[Dataset items]
○ ○ ○
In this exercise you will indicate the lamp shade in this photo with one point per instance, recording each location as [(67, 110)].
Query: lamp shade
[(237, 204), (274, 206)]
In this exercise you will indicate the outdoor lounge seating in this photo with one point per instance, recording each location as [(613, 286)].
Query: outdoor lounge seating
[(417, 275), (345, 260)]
○ ○ ○
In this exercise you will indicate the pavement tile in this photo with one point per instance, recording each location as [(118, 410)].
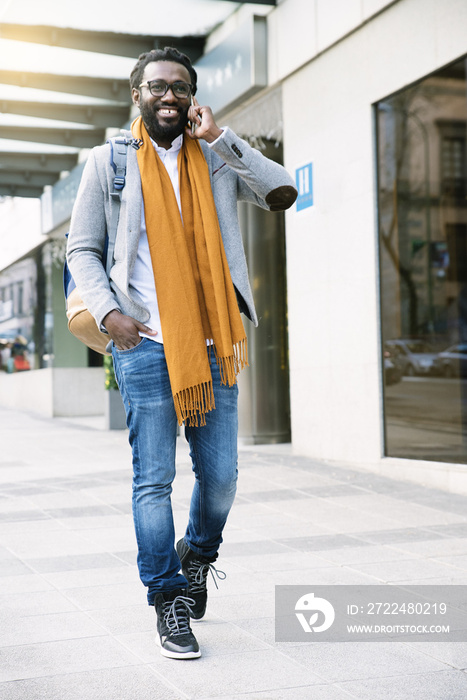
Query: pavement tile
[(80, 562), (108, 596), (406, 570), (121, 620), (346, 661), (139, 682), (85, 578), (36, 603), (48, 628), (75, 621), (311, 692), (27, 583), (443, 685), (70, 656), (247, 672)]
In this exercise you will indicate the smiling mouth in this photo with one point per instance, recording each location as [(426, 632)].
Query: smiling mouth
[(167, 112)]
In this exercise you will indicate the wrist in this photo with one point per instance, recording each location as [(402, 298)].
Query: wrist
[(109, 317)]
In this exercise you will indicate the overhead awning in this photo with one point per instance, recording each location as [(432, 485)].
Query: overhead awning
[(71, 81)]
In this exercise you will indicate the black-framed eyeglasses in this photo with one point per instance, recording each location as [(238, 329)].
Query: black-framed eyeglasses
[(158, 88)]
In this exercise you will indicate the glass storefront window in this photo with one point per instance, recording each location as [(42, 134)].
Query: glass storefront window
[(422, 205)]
○ ○ ○
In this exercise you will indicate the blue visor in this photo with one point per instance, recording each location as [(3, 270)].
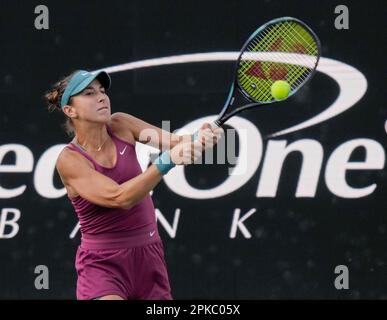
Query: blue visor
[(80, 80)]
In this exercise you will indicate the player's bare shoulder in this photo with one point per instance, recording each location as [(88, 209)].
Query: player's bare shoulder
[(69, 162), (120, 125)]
○ ○ ○
What is being asked: The answer is every line in the data where the word "indicate" appears.

Response to the exercise:
In this exercise you will indicate the lamp shade in this photo with one point per instance, recording each location as [(67, 110)].
In this exercise you will indicate the outdoor lounge seating in this photo with one point per instance, recording each location as [(613, 286)].
In this exercise you will indicate the pavement tile in this photo with one point per instance, recording each location as [(118, 410)].
In this exercise you will indicate the smiling mouth in this photo with one point per instance, recording each location as [(426, 632)].
In this exercise you will indicate the wrist in this photo with one point per instance, recording each location as [(402, 298)].
In this exercise you will indicate the overhead awning in this photo with one point per instance, recording each location as [(432, 485)].
In this exercise you will indicate the black-framed eyeglasses in this photo with one point per instance, recording each location as [(238, 329)].
In this exercise you will indicate the glass storefront window in this photo with one point per instance, recording each location as [(42, 134)].
In this exercise you will indicate the blue visor in this photo with one point per instance, recording each location as [(3, 270)].
In this exercise you will indicate the player's bare shoulder in this photo with one point per instance, recording each location as [(88, 209)].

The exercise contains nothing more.